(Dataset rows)
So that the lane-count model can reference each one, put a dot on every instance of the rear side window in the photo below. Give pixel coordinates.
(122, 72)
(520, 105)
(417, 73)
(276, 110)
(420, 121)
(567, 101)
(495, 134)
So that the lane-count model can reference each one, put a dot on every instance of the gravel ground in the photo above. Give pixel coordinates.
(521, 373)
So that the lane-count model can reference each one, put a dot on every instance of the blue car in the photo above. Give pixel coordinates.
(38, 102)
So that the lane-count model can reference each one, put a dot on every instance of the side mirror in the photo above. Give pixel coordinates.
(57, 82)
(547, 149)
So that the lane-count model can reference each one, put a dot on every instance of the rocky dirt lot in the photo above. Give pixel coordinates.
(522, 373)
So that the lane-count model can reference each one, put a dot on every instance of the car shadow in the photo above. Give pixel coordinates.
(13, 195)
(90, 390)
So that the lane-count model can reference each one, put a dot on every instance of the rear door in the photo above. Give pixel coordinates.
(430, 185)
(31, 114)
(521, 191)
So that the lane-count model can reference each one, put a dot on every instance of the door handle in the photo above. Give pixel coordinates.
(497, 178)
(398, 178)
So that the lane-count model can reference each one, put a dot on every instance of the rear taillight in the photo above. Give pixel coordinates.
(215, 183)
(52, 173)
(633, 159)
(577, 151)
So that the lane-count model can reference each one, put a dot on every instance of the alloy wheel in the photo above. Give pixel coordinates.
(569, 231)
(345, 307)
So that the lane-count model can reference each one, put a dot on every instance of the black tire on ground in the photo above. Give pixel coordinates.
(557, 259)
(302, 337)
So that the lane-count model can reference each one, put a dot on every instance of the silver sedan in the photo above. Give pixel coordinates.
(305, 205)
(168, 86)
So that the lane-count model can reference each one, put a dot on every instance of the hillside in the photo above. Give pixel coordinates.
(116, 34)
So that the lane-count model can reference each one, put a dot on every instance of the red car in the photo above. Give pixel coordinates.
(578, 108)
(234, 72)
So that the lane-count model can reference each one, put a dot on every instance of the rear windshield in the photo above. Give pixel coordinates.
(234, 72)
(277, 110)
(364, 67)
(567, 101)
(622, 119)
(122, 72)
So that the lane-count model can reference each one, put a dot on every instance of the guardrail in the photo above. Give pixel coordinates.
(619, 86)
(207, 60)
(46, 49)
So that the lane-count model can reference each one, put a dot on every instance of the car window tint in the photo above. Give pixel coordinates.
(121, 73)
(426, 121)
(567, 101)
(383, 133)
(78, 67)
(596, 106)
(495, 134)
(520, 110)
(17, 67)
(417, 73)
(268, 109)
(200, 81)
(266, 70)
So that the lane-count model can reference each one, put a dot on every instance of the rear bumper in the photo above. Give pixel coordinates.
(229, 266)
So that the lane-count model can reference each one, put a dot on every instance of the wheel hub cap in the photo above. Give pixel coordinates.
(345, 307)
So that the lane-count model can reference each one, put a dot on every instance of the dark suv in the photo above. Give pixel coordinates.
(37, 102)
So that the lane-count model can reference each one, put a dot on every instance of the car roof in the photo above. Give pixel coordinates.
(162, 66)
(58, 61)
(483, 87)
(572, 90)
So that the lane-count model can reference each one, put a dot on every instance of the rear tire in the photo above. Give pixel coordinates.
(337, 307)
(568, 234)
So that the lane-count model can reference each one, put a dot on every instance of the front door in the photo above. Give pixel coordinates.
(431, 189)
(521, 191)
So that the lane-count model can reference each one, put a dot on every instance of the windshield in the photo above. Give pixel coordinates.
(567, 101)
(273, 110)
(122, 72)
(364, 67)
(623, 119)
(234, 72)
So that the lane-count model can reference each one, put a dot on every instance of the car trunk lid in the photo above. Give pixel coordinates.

* SET EXERCISE: Please output every record, keeping each line exact.

* EXERCISE SOLUTION:
So that the lane-count model can reference each one, put a dot on every instance of the rear side window in the photo below. Give pixel coordinates.
(122, 72)
(520, 105)
(417, 73)
(276, 110)
(420, 121)
(567, 101)
(495, 134)
So that the lane-count model can reference each one, put a dot on every instance of the gravel ground in the photo above. Give pixel coordinates.
(521, 373)
So that the lane-count model can reference each one, put a dot on every instance of the blue car in the photo above. Give pixel coordinates.
(38, 102)
So that the lane-count model can reference each one, put a dot on every instance of the side mirror in the photo above. Give pixel coordinates.
(57, 82)
(547, 149)
So that the lane-count model can reference each one, put a dot on every instance of the rocky dirt lot in the photo above. Give pixel coordinates.
(522, 373)
So that the lane-count model can reference each one, put a dot on every instance of the car shadow in the photo above. Give pixel coordinates.
(13, 195)
(90, 390)
So that the lane-count model can reference each one, put a dot on every instance of the rear door in the photo above. Give pixel coordinates.
(430, 185)
(31, 114)
(521, 191)
So that the lane-count model can reference each one, put a dot on every instance of the door handle in the photo above. Give pixel coordinates.
(497, 178)
(398, 178)
So that the lane-count model can reference each one, put a dot on every instance of the rear taillight in the photo above. Give pixel coordinates.
(215, 183)
(52, 173)
(633, 159)
(577, 151)
So that the lane-count model can reference each one, put a dot on every instance of the alloy wheel in the photo above. Give pixel coordinates.
(569, 231)
(345, 307)
So that the lane-count model can reference each one, put a dot on every instance of the black tire on ground in the photo above. Give pixel coordinates.
(557, 259)
(302, 337)
So that the lane-count model can reference each one, put a dot on every instance of the silver sedan in the photo above. Give pixel coordinates.
(305, 205)
(168, 86)
So that the lane-count model can reference each one, put a dot on every instance of the hillside in the photo above. Give pixel coordinates.
(116, 34)
So that the lane-count model can reference each one, put a dot on every instance of the red car in the photo above. Give pixel coordinates.
(578, 108)
(234, 72)
So that the lane-count model can reference each one, put a dot on every instance of the rear windshield in the photo above. Give pixel coordinates.
(234, 72)
(277, 110)
(364, 67)
(567, 101)
(622, 119)
(122, 72)
So that the lane-count model can reference each one, put a dot on every instance of the guardrail in the photo above. Give pixel coordinates.
(619, 86)
(207, 60)
(46, 49)
So that the lane-count model can reference each one, put a dot on every instance of the car window tint in the photo above. Give pixel coordinates.
(121, 73)
(426, 121)
(567, 101)
(383, 133)
(78, 67)
(596, 106)
(495, 134)
(520, 110)
(17, 67)
(417, 73)
(268, 109)
(200, 81)
(266, 70)
So that the lane-count model can reference each one, put a dot on every instance of the rear bumper in the photo above. Give pixel coordinates.
(229, 266)
So that the lane-count model can reference each one, put a dot on every instance of the wheel hub cap in the photo above. Give pixel coordinates.
(345, 307)
So that the lane-count model can reference each one, put a dot on every instance of the dark suv in the photo above. Give pixel coordinates.
(37, 102)
So that the lane-count model can reference each one, put a dot on every instance of the car roof in the photo above. Give pixel coordinates.
(162, 66)
(58, 61)
(483, 87)
(572, 90)
So that the lane-count model can reference each one, put a dot on every instance of the rear tire in the photo above. Give pixel coordinates.
(337, 307)
(568, 234)
So that the lane-count model can reference each one, put a dot on every instance of the front door in the photo above. Give pixel coordinates.
(431, 189)
(521, 191)
So that the lane-count model can reference each one, put a dot on every instance of the windshield in the photo above. Give pixel coordinates.
(567, 101)
(273, 110)
(122, 72)
(364, 67)
(623, 119)
(234, 72)
So that the lane-count model can reference each one, put a dot on every instance of the car trunk lid in the photo above. Give pixel coordinates.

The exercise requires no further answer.